Thanks. All good information.
The issue was that the cache was locking the cache, as it must for a multithreaded environment such as what is coming with Ruby ractor. But that also means that memory can not be allocated with the Ruby memory allocation functions/macros since they can trigger a GC which the cache uses to expunge not recently used strings. Long story short, the "thread-protect" branch has what I believe is a fix. It uses volatiles in the places that might be an issue and uses stdlib memory functions. One more thing that could be done would be to mutex protect the marking but I don't believe that is needed as the GVL should handle that.
I'd like to question the usefulness of this cache though, isn't it redundant with rb_enc_interned_str
and rb_intern
?
Both of these are able to lookup existing objects with 0 allocation and a simple hash lookup. So I feel like this cache shouldn't be used with Ruby 3.0. Or am I missing something?
The cache gives a significant boost in performance over just calling the Ruby intern functions. There is an option not to use the cache and that is appropriate when loading something like a large dictionary just one time. The use of the Ruby intern functions are similar in that respect. Intern or cache is for multiple uses of the same string or symbol.
The cache gives a significant boost in performance over just calling the Ruby intern functions.

## Stored data:

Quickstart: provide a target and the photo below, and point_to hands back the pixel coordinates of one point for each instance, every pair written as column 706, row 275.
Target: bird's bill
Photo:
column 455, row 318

## Directives:
1. Please duplicate the Ruby cache discussion, beginning at the words "Both of these" and stopping after "string or symbol.".
2. In the Ruby cache discussion, which branch holds what the writer believes is a fix?
The data has no connection to the Ruby cache discussion.

## Answers provided:
1.
Both of these are able to lookup existing objects with 0 allocation and a simple hash lookup. So I feel like this cache shouldn't be used with Ruby 3.0. Or am I missing something?
The cache gives a significant boost in performance over just calling the Ruby intern functions. There is an option not to use the cache and that is appropriate when loading something like a large dictionary just one time. The use of the Ruby intern functions are similar in that respect. Intern or cache is for multiple uses of the same string or symbol.

2. The "thread-protect" branch.